Work instructions:
Both the line below containing "Guideline: for every instance of the tree bark, the" and the line containing "Target: tree bark", along with every line between them, should be repeated exactly; no other line belongs in the answer.

Records for this exercise:

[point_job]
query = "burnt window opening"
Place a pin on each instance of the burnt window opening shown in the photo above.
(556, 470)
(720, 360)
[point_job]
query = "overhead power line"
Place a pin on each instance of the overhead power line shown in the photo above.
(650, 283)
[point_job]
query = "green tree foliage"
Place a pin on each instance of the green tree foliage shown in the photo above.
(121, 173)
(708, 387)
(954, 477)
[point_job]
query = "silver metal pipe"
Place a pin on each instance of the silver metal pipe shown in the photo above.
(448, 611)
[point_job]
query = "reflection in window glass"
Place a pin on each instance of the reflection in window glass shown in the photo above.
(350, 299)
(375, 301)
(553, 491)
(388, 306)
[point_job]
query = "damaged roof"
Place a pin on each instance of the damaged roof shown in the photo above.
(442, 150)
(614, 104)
* * *
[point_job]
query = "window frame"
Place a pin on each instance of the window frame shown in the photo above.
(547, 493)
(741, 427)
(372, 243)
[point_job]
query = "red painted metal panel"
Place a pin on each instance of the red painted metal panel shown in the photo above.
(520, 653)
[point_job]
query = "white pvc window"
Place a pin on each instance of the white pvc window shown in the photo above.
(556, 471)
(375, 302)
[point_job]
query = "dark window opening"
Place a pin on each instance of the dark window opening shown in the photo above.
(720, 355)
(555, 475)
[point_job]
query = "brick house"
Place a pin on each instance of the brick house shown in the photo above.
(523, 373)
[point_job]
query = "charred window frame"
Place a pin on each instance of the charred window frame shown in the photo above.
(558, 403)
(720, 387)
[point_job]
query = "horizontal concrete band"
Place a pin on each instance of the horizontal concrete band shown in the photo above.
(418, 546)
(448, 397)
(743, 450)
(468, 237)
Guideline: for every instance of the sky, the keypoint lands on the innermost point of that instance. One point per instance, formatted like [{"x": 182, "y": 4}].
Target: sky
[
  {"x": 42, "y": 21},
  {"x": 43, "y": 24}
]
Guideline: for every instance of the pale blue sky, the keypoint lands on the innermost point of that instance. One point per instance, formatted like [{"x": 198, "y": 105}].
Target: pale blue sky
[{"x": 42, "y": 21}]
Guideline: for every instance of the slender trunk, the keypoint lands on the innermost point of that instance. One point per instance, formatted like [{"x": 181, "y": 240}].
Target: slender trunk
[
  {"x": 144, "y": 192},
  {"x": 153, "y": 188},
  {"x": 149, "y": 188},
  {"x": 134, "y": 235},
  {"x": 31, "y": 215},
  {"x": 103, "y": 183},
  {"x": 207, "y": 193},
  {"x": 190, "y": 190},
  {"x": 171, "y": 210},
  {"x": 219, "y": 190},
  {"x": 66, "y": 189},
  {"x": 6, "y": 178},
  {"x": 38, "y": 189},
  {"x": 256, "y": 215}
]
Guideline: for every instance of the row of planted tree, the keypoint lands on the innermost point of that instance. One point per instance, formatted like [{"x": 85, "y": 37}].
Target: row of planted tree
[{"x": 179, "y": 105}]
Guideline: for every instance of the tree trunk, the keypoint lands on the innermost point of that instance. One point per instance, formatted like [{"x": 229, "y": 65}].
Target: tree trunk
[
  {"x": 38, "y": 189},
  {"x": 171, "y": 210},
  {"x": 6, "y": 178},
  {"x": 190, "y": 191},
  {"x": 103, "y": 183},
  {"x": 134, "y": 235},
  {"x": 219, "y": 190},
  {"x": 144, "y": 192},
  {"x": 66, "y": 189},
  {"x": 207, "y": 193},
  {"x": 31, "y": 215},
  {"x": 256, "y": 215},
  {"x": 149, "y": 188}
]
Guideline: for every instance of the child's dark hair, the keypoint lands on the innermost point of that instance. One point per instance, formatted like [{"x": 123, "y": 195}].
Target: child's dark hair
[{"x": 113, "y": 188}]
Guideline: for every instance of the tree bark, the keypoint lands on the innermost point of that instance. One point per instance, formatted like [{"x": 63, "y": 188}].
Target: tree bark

Answer space:
Guideline: for every instance of the tree bark, the keypoint lands on the innermost point of that instance. One point per instance, formatted like [{"x": 63, "y": 188}].
Target: tree bark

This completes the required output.